>> Start
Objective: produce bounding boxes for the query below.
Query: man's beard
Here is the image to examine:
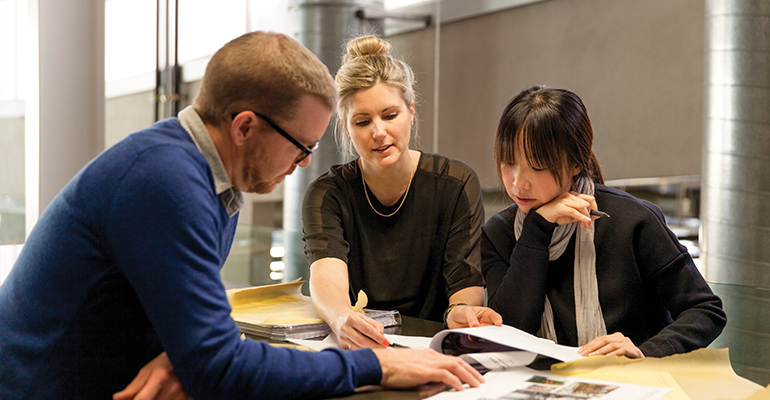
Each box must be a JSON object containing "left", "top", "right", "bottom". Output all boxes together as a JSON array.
[{"left": 243, "top": 159, "right": 278, "bottom": 194}]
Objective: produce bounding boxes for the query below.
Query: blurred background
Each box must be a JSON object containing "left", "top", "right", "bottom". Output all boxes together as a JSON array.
[{"left": 0, "top": 0, "right": 770, "bottom": 385}]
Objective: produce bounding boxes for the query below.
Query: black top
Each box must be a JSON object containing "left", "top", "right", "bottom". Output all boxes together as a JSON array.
[
  {"left": 481, "top": 185, "right": 727, "bottom": 357},
  {"left": 302, "top": 153, "right": 484, "bottom": 321}
]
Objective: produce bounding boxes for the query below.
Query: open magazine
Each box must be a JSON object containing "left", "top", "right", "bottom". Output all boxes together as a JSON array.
[
  {"left": 290, "top": 325, "right": 671, "bottom": 400},
  {"left": 385, "top": 325, "right": 583, "bottom": 373}
]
>> End
The problem:
Please write out all of the material above again, swapping "Objective" for "Goal" everywhere and keeping everything else unchanged. Leave the pictures out.

Written solution:
Goal: produce bounding boxes for the query below.
Query: man's beard
Here is the image to examine:
Each box must be a JSON object containing "left", "top", "right", "bottom". Output all boxes together as a JSON array.
[{"left": 243, "top": 159, "right": 278, "bottom": 194}]
Goal: produce bounding boxes for the query below.
Query: blurred background
Each box must be a JSON object containing "left", "top", "right", "bottom". Output all boxes together as a JSON array.
[{"left": 0, "top": 0, "right": 770, "bottom": 385}]
Goal: produce bounding boxes for the query below.
Query: black top
Each box must be a JSON object containing "left", "top", "right", "bottom". Output all boxes together as a JSON array.
[
  {"left": 481, "top": 185, "right": 727, "bottom": 357},
  {"left": 302, "top": 153, "right": 484, "bottom": 321}
]
Goal: produce bounding boxes for the query below.
Query: open magazine
Each box must be a JSON object containing "left", "top", "right", "bottom". Output all boxes together as a JSON array.
[
  {"left": 290, "top": 325, "right": 671, "bottom": 400},
  {"left": 385, "top": 325, "right": 583, "bottom": 373}
]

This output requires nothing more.